Return each of the following rows word for word, with no changes.

**Working data:**
__________

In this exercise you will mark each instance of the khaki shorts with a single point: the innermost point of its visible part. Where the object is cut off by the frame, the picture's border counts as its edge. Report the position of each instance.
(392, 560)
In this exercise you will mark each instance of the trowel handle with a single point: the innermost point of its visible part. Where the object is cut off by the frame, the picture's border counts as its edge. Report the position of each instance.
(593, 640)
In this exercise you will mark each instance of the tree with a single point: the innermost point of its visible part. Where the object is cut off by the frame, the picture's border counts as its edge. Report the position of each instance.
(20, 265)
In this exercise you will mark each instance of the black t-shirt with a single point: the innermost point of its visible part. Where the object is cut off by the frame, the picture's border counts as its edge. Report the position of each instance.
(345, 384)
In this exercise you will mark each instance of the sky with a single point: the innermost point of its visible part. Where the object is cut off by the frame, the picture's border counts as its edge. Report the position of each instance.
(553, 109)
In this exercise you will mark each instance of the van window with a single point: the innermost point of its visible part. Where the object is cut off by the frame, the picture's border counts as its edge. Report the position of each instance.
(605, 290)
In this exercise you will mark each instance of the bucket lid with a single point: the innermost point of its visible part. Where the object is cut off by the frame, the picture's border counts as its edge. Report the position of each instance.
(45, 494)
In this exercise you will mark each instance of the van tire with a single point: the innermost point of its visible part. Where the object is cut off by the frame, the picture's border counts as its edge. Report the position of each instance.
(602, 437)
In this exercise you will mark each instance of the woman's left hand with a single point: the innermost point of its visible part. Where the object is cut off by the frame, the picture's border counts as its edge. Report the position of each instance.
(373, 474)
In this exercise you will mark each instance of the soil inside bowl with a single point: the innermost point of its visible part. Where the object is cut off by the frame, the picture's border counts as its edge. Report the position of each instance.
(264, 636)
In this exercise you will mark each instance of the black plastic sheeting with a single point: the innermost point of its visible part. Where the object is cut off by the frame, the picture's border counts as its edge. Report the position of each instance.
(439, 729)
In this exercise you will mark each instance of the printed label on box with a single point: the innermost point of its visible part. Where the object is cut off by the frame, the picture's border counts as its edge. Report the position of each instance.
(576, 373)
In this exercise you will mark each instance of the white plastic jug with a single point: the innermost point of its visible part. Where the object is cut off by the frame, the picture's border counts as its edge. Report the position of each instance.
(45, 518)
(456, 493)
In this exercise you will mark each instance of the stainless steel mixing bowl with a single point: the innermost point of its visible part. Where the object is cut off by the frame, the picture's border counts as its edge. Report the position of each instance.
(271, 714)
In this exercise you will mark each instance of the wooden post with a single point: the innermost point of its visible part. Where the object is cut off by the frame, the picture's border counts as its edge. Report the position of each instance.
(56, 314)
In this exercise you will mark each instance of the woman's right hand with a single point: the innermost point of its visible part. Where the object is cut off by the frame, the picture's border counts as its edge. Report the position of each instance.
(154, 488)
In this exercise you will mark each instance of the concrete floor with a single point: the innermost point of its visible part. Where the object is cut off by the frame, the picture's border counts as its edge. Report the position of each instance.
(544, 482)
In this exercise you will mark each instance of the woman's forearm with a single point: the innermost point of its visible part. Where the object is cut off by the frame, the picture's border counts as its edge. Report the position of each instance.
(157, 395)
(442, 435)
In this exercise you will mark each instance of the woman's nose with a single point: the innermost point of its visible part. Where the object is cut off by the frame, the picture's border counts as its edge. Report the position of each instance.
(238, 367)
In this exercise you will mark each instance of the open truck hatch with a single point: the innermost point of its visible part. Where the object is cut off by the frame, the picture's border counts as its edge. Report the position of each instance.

__________

**Reply:**
In this exercise you will mark each instance of the khaki shorts with a single point: the innermost point of its visible part. Where the object is cut off by the frame, the picture's border counts as its edge. Report the position of each instance.
(392, 560)
In this exercise you will mark each instance of the trowel handle with a single point: the innermost point of its visible part. Where the object is cut off by the frame, the picture's border counts as its edge. Report the position of each instance.
(593, 640)
In this exercise you will mark each instance of the tree with a single point: the innermost point of its visible part. Where the object is cut off by the frame, the picture's border counts as its edge. Report the position of each instance.
(20, 265)
In this exercise you will mark each instance of the black t-shirt with a single point: the innermost point of its visible part. Where the object is cut off by the frame, the picture's border counts as its edge. Report the position of each instance.
(345, 384)
In this exercise you will mark each instance of the sky with a single point: the innermost point of its visible part. Where the object is cut off by the frame, the picture's border counts as its edge. Report the position of each instance.
(553, 109)
In this exercise you will mark each instance of the van window with a single point: the innermost point of its visible part. Where the object is cut off by the frame, the picture's border counts as its edge. Report the position of each instance.
(605, 290)
In this exercise you will mark each instance of the bucket lid with a single point: the innermost point of its visible part. Where the object is cut off by the frame, the picture's border counts as its edge. Report the position of each instance.
(45, 494)
In this exercise you will mark each instance of the van tire with a single point: the innermost point of its visible part. Where the object is cut off by the frame, the picture's border counts as its edge. Report the position of each instance.
(602, 437)
In this exercise you will mark each instance of the woman's left hand with a single point: the innermost point of its visible part. Where the object is cut off by the frame, the picture's border counts as its edge. Report the position of each instance.
(373, 474)
In this exercise you will mark each instance of the soil inside bowl with a single point: the innermost point of its visible part. Where the object is cut off by the frame, the picture's border counts as its edge. Report the position of each instance.
(264, 636)
In this exercise you will mark each instance of the black plastic sheeting with a single point: the innermost point of its visible part. Where the object is cut off by the frame, the picture's border counts as its edge. Report the position of each instance.
(439, 729)
In this exercise you will mark each instance of the printed label on box with a single point: the innermost point of its visible part. Where the object is cut off by the frame, the picture's border counts as its edge. Report the position of each instance.
(576, 373)
In this exercise you will mark each instance of the white plastic jug with a single point: the innermost point of its visible part. Where the object is cut off by the frame, the picture's border counts as its edge. Report the position of each instance.
(45, 518)
(456, 493)
In this exercise you will mark each instance of the stainless steel mixing bowl with a single point: the innermost point of its visible part. Where the object is cut off by the frame, the picture's border counts as its edge. Report the position of each instance.
(271, 714)
In this exercise you will mark each instance of the wooden post with a single point: the innermost point of its visible part. Where the object is cut off by the frame, the picture's border counts as its edge. Report the position of each instance.
(56, 314)
In this exercise you will mark each instance of the woman's right hand with a single point: the innermost point of its visible part. Where the object is cut off by the frame, the picture's border counts as its edge. Report the position of each instance.
(154, 488)
In this exercise you will mark each instance of the concrete floor with a single point: the innermost point of its visible part. Where the object is cut off by the frame, the picture's border counts as its edge. Report the position of each instance.
(544, 482)
In this exercise you will mark each instance of the woman's forearm with a single point: the innermost point of its visible part. Where the object is cut off by the frame, the picture's border counts as its edge. Report the position of each instance.
(157, 395)
(442, 435)
In this exercise you will mark each instance of the woman's nose with a single point: the innermost point of its visible part. Where the object is cut off by the frame, the picture's border counts as its edge. Report the position of each instance.
(238, 367)
In this exercise you will mark each instance of the open truck hatch with a single point: the innermost point of its visible part. Where the object is cut off by the frame, the picture's border counts as its edge. Report the position of each instance.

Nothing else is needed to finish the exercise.